- [The request] Retype the material that follows, keeping every word as it is.

-- BEGIN Information shown --

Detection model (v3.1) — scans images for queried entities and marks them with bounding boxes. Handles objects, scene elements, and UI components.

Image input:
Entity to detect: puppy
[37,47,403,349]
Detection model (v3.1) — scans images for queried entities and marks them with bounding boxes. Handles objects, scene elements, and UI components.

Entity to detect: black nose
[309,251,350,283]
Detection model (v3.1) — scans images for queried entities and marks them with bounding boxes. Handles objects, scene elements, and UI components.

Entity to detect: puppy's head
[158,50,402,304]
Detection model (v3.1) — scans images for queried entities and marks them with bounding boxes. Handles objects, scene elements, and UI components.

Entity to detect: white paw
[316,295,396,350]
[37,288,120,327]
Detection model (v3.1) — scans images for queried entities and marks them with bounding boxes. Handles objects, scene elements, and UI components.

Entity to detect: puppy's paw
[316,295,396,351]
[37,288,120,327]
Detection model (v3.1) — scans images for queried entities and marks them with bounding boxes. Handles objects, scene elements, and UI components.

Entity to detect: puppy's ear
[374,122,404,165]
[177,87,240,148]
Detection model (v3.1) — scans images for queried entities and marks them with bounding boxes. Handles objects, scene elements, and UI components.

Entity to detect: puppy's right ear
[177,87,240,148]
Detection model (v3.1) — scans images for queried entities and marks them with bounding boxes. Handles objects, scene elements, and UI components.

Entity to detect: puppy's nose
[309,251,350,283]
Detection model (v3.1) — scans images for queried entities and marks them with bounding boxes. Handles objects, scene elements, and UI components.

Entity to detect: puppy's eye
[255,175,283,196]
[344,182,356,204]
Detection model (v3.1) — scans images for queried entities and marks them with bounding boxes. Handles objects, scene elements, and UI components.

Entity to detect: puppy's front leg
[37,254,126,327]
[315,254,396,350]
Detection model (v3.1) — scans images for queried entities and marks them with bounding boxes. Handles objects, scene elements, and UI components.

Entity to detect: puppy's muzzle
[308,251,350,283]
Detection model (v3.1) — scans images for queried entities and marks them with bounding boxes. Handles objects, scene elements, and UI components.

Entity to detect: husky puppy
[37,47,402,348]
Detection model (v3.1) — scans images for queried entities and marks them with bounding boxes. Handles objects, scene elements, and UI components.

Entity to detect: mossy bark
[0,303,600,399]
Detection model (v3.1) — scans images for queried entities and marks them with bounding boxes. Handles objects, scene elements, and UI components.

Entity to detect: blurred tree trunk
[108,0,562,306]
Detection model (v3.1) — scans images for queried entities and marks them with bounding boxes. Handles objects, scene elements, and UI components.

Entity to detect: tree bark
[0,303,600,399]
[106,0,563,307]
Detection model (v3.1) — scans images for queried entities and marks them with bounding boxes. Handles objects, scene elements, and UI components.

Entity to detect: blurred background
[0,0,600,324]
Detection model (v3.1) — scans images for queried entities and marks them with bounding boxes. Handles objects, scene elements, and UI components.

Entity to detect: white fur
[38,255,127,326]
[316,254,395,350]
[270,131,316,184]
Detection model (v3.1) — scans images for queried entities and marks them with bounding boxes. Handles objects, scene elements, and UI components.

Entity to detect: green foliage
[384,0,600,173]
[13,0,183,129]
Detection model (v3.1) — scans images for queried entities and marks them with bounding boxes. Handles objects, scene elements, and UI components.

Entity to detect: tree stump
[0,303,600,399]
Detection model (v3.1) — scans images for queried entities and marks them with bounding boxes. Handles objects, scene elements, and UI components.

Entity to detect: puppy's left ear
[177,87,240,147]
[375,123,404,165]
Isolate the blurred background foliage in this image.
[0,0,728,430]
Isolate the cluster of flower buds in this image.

-- END Information shown --

- [Solved problem]
Detection model (v3.1) — scans images for queried entities and marks them with bounding boxes. Handles objects, scene elements, and UI components.

Image input:
Entity to detect: puppy
[37,47,403,349]
Detection model (v3.1) — scans images for queried entities and marks them with bounding boxes. Handles objects, scene elements, and UI components.

Entity to detect: black nose
[309,251,350,283]
Detection model (v3.1) — scans images for queried entities and marks them with bounding boxes. Handles objects, scene elements, and UI components.

Entity to detect: puppy's head
[158,50,402,304]
Detection model (v3.1) — scans images for queried entities and marks them with bounding boxes. Handles objects, scene elements, and UI components.

Entity to detect: white paw
[316,295,396,350]
[37,288,120,327]
Detection model (v3.1) — scans images for queried entities and marks them with bounding boxes. Handles objects, scene elements, and UI components.

Entity to detect: puppy's paw
[316,295,396,351]
[37,288,120,327]
Detection model (v3.1) — scans images for queried entities and marks them with bounding boxes. Handles objects, scene elements, and UI components.

Entity to detect: puppy's ear
[374,122,404,165]
[177,87,240,148]
Detection model (v3.1) — scans images for queried entities and marks them with bounding boxes. Handles objects, scene elements, and UI components.

Entity to detect: puppy's right ear
[177,87,240,148]
Detection model (v3.1) — scans images for queried entities and marks them with bounding boxes. Handles objects, scene elements, and UI components.

Entity to detect: puppy's nose
[309,251,350,283]
Detection model (v3.1) — scans images for queried entities and marks them with bounding boxes. Handles objects, scene elements, and UI components.

Entity to detect: puppy's eye
[255,175,283,196]
[344,182,356,204]
Detection model (v3.1) — scans images for queried entities and marks them with bounding boxes. Handles objects, scene elements, and UI components.

Entity to detect: puppy's front leg
[37,254,126,327]
[315,254,396,350]
Detection model (v3.1) — scans images for queried entities and marks them with bounding boxes. Handles objects, scene elements, and UI components.

Entity to detect: puppy's muzzle
[308,251,350,283]
Detection model (v3.1) — scans images for queried entities and marks them with bounding boxes. Handles objects, scene elements, and UI components.

Entity to detect: husky puppy
[37,47,402,348]
Detection model (v3.1) — scans images for queried entities and marks them with bounding boxes. Handles objects, scene elements, and UI components.

Entity to detect: mossy bark
[0,303,600,399]
Detection model (v3.1) — scans images for queried entities and marks them with bounding boxes. Handles objects, scene elements, and UI components.

Entity to detect: blurred tree trunk
[108,0,562,306]
Detection model (v3.1) — scans images for queried entities and marks them with bounding boxes. Handles objects, scene elements, and UI components.

Entity to detect: tree bark
[0,303,600,399]
[106,0,563,307]
Detection model (v3.1) — scans images for queried entities and marks them with bounding boxes. Handles objects, scene elements, and UI components.

Entity to detect: blurred background
[0,0,600,324]
Detection model (v3.1) — scans images for queried entities and marks them with bounding boxes. Handles objects, scene elements, and UI components.

Entity to detect: white fur
[38,255,127,326]
[316,254,395,350]
[270,131,316,184]
Detection model (v3.1) — scans images for queried entities and marks them with bounding boxes. Handles objects, scene elements, and UI components.

Entity to detect: green foliage
[384,0,600,173]
[13,0,183,129]
Detection model (v3.1) — scans images for queried entities and marks them with bounding boxes. Handles objects, scene elements, and UI components.

Entity to detect: tree stump
[0,303,600,399]
Detection model (v3.1) — scans images for queried entities and marks them with bounding boxes. Handles objects, scene elements, and UI components.

Entity to detect: puppy's left ear
[177,87,240,147]
[375,123,404,165]
Isolate the blurred background foliage in this image.
[0,0,728,430]
Isolate the cluster of flower buds in this image.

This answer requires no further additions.